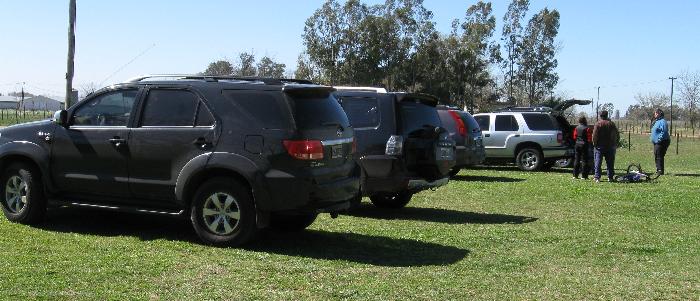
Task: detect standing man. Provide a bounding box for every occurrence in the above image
[574,116,592,180]
[650,109,671,175]
[593,111,620,183]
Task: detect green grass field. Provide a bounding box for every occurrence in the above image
[0,136,700,300]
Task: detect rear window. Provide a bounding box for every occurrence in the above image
[340,96,379,129]
[223,90,291,129]
[474,115,490,131]
[288,93,350,129]
[399,101,442,133]
[459,113,488,132]
[523,114,557,131]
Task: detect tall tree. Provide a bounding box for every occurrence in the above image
[518,8,559,104]
[674,71,700,131]
[501,0,530,102]
[257,56,286,78]
[204,60,233,76]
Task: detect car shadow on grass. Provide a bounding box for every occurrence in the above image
[36,207,469,267]
[244,230,469,267]
[450,175,525,183]
[347,204,537,224]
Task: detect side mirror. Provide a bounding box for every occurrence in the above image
[53,110,68,127]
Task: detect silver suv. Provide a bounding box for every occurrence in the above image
[474,99,590,171]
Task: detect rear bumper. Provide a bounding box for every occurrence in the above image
[362,156,449,196]
[456,146,486,167]
[259,171,360,213]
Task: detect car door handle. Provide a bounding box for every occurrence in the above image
[109,136,126,147]
[192,137,211,148]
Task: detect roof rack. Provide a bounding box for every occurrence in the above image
[493,106,552,113]
[128,74,315,85]
[333,86,387,93]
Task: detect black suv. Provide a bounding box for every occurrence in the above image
[335,87,455,208]
[0,76,360,245]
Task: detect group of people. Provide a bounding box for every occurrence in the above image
[573,109,671,183]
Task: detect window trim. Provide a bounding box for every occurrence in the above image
[336,96,382,131]
[68,86,143,130]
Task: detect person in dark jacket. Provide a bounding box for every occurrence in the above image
[574,117,593,179]
[649,109,671,175]
[592,111,620,183]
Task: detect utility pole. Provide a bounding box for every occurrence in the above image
[595,86,600,122]
[668,76,678,135]
[65,0,76,110]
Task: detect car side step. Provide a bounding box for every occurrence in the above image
[53,201,185,216]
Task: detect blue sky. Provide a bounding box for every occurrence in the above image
[0,0,700,113]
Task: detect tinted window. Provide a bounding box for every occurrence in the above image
[399,101,442,134]
[223,90,291,129]
[141,90,199,126]
[342,97,379,128]
[496,115,519,132]
[72,89,138,126]
[195,102,214,126]
[460,113,488,133]
[474,115,490,131]
[290,93,350,129]
[523,114,557,131]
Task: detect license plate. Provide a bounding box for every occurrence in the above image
[331,144,343,159]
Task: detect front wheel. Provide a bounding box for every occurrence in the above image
[190,178,257,246]
[0,163,46,225]
[369,191,413,209]
[516,147,544,171]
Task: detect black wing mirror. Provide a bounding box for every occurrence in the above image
[53,110,68,127]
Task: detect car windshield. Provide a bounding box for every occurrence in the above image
[399,101,442,133]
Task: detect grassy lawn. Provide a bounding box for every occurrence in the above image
[0,136,700,300]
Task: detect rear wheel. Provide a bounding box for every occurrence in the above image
[190,178,257,246]
[0,163,46,224]
[369,191,413,209]
[270,213,318,232]
[516,147,544,171]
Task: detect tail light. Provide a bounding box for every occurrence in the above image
[385,135,403,156]
[448,110,467,137]
[282,140,323,160]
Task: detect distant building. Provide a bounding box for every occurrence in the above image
[0,95,63,111]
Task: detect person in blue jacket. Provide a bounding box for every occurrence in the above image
[651,109,671,175]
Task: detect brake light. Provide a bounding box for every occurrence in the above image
[448,110,467,137]
[385,135,403,156]
[282,140,323,160]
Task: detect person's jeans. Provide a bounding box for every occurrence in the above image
[654,139,671,175]
[593,147,615,181]
[574,144,589,179]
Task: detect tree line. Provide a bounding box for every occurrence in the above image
[625,70,700,129]
[203,0,560,111]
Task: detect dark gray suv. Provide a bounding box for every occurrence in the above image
[0,76,359,245]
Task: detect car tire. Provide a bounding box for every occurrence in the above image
[190,178,257,246]
[515,147,544,171]
[369,191,413,209]
[0,163,46,225]
[270,213,318,232]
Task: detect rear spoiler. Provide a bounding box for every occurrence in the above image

^^^^

Instructions for the task.
Give back exactly the lines from the line containing "Task: detect person's" to the end of the entries, and no other lines.

Written response.
Task: detect person's jeans. Provide a bounding box for every occurrence in the above image
[654,139,671,175]
[593,147,615,181]
[574,144,589,179]
Task: detect tree line. Provide a bounding box for every occurrence in the above image
[625,70,700,129]
[203,0,560,111]
Task: detect dark gray suv. Provide a bounding box for every occurrence in the above image
[0,76,359,245]
Task: detect car tire. Provide a bounding box for every occurrence in the above image
[190,178,257,246]
[515,147,544,171]
[369,191,413,209]
[0,163,46,225]
[270,213,318,232]
Task: detect rear spoiler. Provide a bounding box for every occurrence in the above image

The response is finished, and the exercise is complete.